#### Yönergeleriniz
Aşağıdaki seçim yazısına göre şu ifadelerin doğru olup olmadığını belirtin: (a) İYİ Parti, HDP ve PKK'dan gelen kışkırtıcı açıklamalara sessiz kalan ittifak üyeleri arasında sayılıyor. (b) PKK ve FETÖ'nün yurt içi ve yurt dışındaki operasyonlarda sarsıldığı söyleniyor. (c) Provokatif açıklamaların CHP ile Millet İttifakı'na darbe vuracağının bu köşeden yalnızca bir kez vurgulandığı belirtiliyor. Her birine evet ya da hayır diye cevap verin ve kararı belirleyen sözleri yazıdan tırnak içinde alıntılayın.

Ayrılıkçılık, milliyetçi dalga ve gaflet siyaseti!..
"Tepki tepkiyi doğurur" derler ya; işte HDP desteğinde seçime giren muhalefet bir yandan kendi tabanındaki tepkileri, diğer yandan da iktidar ve medyasının estirdiği karşı propagandanın bütün hesapları alt üst edeceğini göremedi...
Oysa bir yandan FETÖ'cuların, bir yandan HDP'nin, diğer yandan da en çok PKK'nın 14 Mayıs seçimlerini bir "özgürleşme dönemi" olarak görmesi ve bu kapsamda "100 yıllık cumhuriyeti dönüştüreceğiz" şeklinde provokatif açıklamaların CHP ile Millet İttifakı'na darbe vuracağını bu köşeden defalarca vurgulamıştık...
Ancak tüm uyarılara rağmen bir yandan CHP yönetimi ve bir yandan da (İYİ Parti dışındaki) diğer ittifak üyeleri HDP ve PKK'dan gelen kışkırtıcı açıklamalara sessiz kalırken, diğer yandan da kendini "muhalif medya" olarak pazarlayan, ancak kör bir hırsın peşinde gerçekleri görmezken, asıl manzarayı halktan gizleyenler de Kılıçdaroğlu'nu yanıltmaktan öteye gidemediler...
Heyhat!.. PKK ve FETÖ yurt içi ve yurt dışındaki operasyonlarda sarsılmışken; CHP ve muhalif medya kılığındakilerle (çuvallarını para doldururken çuvallayan) anket firmalarının tamamı da büyük bir yanılgıya düşerek, etnik siyasetin etkileri açısından muhalefeti yanlış yönlendirdiler...
İşte, HDP'nin Kılıçdaroğlu'na desteğini açıklamasından itibaren "genel af çıkarılacak, özerklik gelecek, İmralı'nın kapıları kırılacak" şeklinde, PKK tarafından dillendirilen iddiaların sadece milliyetçi muhafazakar kesimle merkez sağ üzerinde değil, CHP'ye gönül vermiş kitleler üzerinde de olumsuz bir algı yaratacağı ısrarla görmezden gelindi...

[İşaretleme ve etiketleme kayıtları]
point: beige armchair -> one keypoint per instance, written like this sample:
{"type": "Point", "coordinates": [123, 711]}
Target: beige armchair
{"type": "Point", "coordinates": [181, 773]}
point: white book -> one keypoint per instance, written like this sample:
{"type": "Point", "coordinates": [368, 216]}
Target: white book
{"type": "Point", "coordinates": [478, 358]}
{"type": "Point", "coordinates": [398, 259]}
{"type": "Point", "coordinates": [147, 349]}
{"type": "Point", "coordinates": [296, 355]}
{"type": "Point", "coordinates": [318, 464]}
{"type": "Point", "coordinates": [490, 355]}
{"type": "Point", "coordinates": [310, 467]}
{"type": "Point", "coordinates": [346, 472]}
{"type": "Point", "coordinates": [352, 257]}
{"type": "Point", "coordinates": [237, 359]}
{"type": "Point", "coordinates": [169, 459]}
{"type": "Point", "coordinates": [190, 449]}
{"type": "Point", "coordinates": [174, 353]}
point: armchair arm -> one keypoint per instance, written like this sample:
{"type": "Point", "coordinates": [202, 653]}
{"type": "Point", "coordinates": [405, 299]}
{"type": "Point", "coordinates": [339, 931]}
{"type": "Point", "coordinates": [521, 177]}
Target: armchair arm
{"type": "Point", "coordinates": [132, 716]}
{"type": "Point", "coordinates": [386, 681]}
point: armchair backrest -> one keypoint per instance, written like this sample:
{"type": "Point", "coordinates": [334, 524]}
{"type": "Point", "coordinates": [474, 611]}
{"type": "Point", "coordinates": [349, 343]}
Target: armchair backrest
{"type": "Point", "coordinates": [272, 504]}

#### Alıştırma çözümü
(a) Hayır: "(İYİ Parti dışındaki) diğer ittifak üyeleri"
(b) Evet: "PKK ve FETÖ yurt içi ve yurt dışındaki operasyonlarda sarsılmışken"
(c) Hayır: "bu köşeden defalarca vurgulamıştık"